- [Stated problem]: Repeat each line exactly, leaving nothing out.

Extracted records
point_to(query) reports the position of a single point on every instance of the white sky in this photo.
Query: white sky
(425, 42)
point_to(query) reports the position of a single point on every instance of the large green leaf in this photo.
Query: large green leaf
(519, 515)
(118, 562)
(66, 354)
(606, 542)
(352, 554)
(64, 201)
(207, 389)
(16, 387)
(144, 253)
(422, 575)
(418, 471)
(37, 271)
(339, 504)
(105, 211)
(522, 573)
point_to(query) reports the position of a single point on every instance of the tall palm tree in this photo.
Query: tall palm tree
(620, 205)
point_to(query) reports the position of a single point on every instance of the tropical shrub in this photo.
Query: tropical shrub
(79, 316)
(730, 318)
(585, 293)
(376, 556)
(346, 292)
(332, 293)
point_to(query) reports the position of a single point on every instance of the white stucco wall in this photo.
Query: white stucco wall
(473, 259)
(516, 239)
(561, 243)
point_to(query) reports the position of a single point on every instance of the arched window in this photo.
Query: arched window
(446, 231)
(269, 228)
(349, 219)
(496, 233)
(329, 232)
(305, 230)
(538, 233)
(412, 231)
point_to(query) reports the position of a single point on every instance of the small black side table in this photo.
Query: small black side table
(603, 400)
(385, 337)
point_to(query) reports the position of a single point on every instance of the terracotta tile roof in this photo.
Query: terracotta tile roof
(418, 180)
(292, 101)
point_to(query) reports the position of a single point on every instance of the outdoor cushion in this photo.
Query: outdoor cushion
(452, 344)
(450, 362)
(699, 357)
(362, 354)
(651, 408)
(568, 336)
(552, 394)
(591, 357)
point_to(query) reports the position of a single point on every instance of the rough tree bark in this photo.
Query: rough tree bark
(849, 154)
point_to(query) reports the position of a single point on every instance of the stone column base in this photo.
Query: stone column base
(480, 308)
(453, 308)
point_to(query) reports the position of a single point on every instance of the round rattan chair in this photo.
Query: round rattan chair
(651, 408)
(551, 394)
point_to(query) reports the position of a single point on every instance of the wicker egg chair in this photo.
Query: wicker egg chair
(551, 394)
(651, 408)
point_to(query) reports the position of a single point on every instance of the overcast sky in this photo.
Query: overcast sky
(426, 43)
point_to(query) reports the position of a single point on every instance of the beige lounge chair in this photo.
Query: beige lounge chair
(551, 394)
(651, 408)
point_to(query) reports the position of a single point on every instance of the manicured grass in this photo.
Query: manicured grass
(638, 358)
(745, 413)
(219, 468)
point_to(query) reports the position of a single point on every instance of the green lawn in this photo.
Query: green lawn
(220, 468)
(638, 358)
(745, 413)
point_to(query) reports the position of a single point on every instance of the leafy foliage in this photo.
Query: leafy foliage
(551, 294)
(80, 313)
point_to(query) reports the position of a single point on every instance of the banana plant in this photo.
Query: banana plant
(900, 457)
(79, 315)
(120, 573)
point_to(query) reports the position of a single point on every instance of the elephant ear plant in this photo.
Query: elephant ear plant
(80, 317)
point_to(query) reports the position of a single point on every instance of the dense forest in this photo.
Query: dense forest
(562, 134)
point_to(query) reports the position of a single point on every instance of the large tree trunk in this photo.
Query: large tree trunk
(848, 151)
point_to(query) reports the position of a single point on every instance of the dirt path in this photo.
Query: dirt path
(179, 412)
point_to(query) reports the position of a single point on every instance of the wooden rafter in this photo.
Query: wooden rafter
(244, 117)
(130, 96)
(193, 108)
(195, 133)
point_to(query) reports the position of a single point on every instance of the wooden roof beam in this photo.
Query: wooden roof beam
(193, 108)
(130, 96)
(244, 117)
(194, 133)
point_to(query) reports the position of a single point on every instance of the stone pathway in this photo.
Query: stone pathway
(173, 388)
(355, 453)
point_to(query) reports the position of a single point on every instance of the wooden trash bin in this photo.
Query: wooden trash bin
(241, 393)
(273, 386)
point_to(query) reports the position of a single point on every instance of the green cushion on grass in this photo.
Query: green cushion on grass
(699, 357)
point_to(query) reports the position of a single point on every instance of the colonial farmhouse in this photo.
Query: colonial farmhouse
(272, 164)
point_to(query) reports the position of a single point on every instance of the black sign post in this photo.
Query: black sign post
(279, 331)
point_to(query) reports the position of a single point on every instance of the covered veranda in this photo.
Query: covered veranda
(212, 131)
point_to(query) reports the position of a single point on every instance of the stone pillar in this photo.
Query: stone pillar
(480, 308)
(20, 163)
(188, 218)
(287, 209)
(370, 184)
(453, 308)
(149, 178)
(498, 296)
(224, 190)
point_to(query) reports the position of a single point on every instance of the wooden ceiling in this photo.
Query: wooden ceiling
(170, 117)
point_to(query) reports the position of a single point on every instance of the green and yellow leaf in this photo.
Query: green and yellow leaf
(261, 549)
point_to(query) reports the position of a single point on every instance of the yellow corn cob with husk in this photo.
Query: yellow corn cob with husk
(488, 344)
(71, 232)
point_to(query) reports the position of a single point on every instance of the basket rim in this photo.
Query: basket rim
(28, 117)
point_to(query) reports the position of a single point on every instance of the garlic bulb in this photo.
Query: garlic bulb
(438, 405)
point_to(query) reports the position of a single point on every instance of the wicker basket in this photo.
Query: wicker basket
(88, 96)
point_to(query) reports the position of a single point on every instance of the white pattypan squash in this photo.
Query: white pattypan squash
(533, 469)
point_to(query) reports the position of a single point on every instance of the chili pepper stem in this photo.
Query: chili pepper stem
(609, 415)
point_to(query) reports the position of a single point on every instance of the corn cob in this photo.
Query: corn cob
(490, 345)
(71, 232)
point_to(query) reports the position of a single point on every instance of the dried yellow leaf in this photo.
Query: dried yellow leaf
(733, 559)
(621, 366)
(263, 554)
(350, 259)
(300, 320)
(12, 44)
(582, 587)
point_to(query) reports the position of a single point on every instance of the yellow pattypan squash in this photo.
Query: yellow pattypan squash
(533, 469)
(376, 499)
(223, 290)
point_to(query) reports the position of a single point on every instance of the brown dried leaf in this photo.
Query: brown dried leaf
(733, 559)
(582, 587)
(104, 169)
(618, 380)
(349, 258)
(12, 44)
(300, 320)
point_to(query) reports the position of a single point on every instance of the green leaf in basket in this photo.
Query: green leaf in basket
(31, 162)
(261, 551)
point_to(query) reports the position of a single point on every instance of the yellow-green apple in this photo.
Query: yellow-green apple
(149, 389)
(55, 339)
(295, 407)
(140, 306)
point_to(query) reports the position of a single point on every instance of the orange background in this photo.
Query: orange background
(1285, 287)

- [Solution]:
point_to(query) reports the position of a single point on every instance of the white sky in this photo.
Query: white sky
(425, 42)
point_to(query) reports the position of a single point on every instance of the large green leaf in this photo.
Query: large green leaf
(519, 515)
(118, 562)
(66, 354)
(606, 542)
(352, 554)
(64, 201)
(207, 389)
(16, 387)
(144, 253)
(422, 575)
(418, 471)
(37, 271)
(339, 504)
(105, 211)
(522, 573)
point_to(query) reports the position of a single point on every instance of the tall palm tree in this photo.
Query: tall palm tree
(620, 205)
point_to(query) reports the position of a single point on every instance of the tropical shrub in this photo.
Query: tropical shrub
(79, 316)
(730, 318)
(585, 293)
(376, 556)
(346, 292)
(332, 293)
point_to(query) reports the position of a single point on every instance of the white stucco wall in this photo.
Query: white stucco wall
(473, 259)
(516, 239)
(561, 243)
point_to(query) reports the position of a single point on every instance of the arched window in this photo.
Query: arched window
(446, 231)
(269, 228)
(349, 219)
(496, 233)
(329, 232)
(305, 230)
(538, 233)
(412, 231)
point_to(query) reports the position of a single point on every instance of the small black side table in this photo.
Query: small black side table
(603, 400)
(385, 337)
point_to(query) reports the position of a single point on every instance of the terracotta tile roof in this photo.
Query: terracotta tile roof
(418, 180)
(292, 101)
point_to(query) reports the position of a single point on every instance of the outdoor cushion in this photo.
Query: outdoor cushion
(452, 344)
(450, 362)
(699, 357)
(362, 354)
(651, 408)
(568, 336)
(552, 394)
(591, 357)
point_to(query) reports the position of a single point on every instance of the rough tree bark in this photo.
Query: rough tree bark
(849, 154)
point_to(query) reports the position of a single point on every instance of the stone column base in this photo.
Query: stone column base
(480, 308)
(453, 308)
point_to(query) reports the position of a single point on every instance of the round rattan chair in this photo.
Query: round rattan chair
(651, 408)
(551, 394)
point_to(query) reports the position of a single point on every instance of the wicker egg chair in this photo.
Query: wicker egg chair
(551, 394)
(651, 408)
point_to(query) reports the position of a single point on every instance of the overcast sky in this photo.
Query: overcast sky
(426, 43)
point_to(query) reports the position of a single point on every instance of the beige lounge chair in this photo.
Query: beige lounge chair
(551, 394)
(651, 408)
point_to(query) reports the position of a single point on every instance of the manicured grass in this photo.
Query: manicured grass
(638, 358)
(745, 413)
(219, 468)
point_to(query) reports the position of a single point on every instance of the green lawn in this photo.
Query: green lawn
(220, 468)
(638, 358)
(745, 413)
point_to(query) reports the position of a single point on every instance of the leafy foliage in this photo.
Query: leafy foliage
(551, 294)
(80, 313)
point_to(query) reports the position of a single point on every instance of the banana plant in this photo.
Query: banana plant
(900, 457)
(79, 315)
(120, 573)
point_to(query) reports the position of a single point on every instance of the elephant ear plant in this photo.
Query: elephant ear plant
(80, 317)
point_to(query) reports the position of a single point on every instance of the dense forest in this photo.
Query: dense forest
(562, 134)
point_to(query) reports the position of a single point on every instance of the large tree trunk in this photo.
Query: large tree trunk
(848, 151)
point_to(query) reports the position of a single point on every instance of the dirt path in this photo.
Query: dirt path
(179, 412)
point_to(query) reports the position of a single point on every instance of the wooden rafter in this photo.
Query: wooden rafter
(244, 117)
(130, 96)
(193, 108)
(195, 133)
point_to(query) reports the position of a single point on every instance of the wooden roof beam in this photo.
Query: wooden roof beam
(193, 108)
(130, 96)
(244, 117)
(194, 133)
point_to(query) reports the position of a single point on every instance of the stone pathway in this photo.
Query: stone pathway
(173, 388)
(355, 453)
point_to(query) reports the position of a single point on every instance of the wooden trash bin in this photo.
Query: wooden trash bin
(241, 393)
(273, 386)
point_to(query) reports the position of a single point on every instance of the green cushion on grass in this photo.
Query: green cushion on grass
(699, 357)
point_to(query) reports the position of a single point on every instance of the colonial farmhouse in this photo.
Query: colonial farmhouse
(272, 164)
point_to(query) reports the position of a single point on every instance of the black sign post in this photo.
Query: black sign post
(279, 331)
point_to(query) reports the position of a single point on every instance of the covered veranda in this photo.
Query: covered veranda
(212, 131)
point_to(query) reports the position of a single point on every instance of the stone pillar in this photo.
Query: stone pillar
(480, 308)
(20, 163)
(188, 218)
(287, 209)
(370, 184)
(453, 308)
(149, 178)
(498, 296)
(224, 190)
point_to(query) reports the position of a single point on every instance of the wooden ceiling in this photo.
Query: wooden ceiling
(170, 117)
point_to(query) reports the position of a single point on every instance of the green and yellow leaf in this photo.
Query: green and yellow leaf
(261, 549)
point_to(query) reports the position of a single point on every instance of the yellow corn cob with husk in this photo.
Query: yellow corn cob with husk
(488, 344)
(71, 232)
point_to(query) reports the position of a single point on every instance of the basket rim in this photo.
Query: basket rim
(28, 117)
point_to(query) reports the position of a single point on every instance of the garlic bulb in this photo.
Query: garlic bulb
(438, 405)
point_to(query) reports the position of a single point on every instance of the wicker basket in this photo.
Query: wicker basket
(88, 96)
point_to(query) reports the position of a single point on every instance of the white pattypan squash in this photo.
Query: white pattypan squash
(533, 469)
point_to(query) reports the position of a single point on every instance of the chili pepper stem in this photo.
Query: chili pepper stem
(609, 415)
point_to(query) reports the position of a single point on every instance of the corn cob in this photo.
Query: corn cob
(490, 345)
(71, 232)
point_to(query) reports the position of a single point on every instance of the dried yellow leaf in this photo.
Query: dried yellow leaf
(733, 559)
(621, 366)
(263, 554)
(350, 259)
(300, 320)
(12, 44)
(582, 587)
point_to(query) reports the position of a single point on every instance of the yellow pattypan squash in this photo.
Query: yellow pattypan squash
(533, 469)
(376, 499)
(223, 290)
point_to(query) reports the position of a single point on every instance of the brown dried leaf in this photo.
Query: brown dried leaf
(733, 559)
(582, 587)
(104, 169)
(618, 380)
(349, 258)
(12, 44)
(300, 320)
point_to(query) reports the position of a single point on every instance of the green leaf in basket in this photo.
Query: green leaf in basket
(31, 162)
(261, 551)
point_to(query) reports the position of a single point on every instance of the yellow-green apple in this photo.
Query: yellow-green apple
(149, 389)
(55, 339)
(295, 407)
(140, 306)
point_to(query) reports the position of a single point on every instance of the orange background in this photo.
Query: orange background
(1285, 287)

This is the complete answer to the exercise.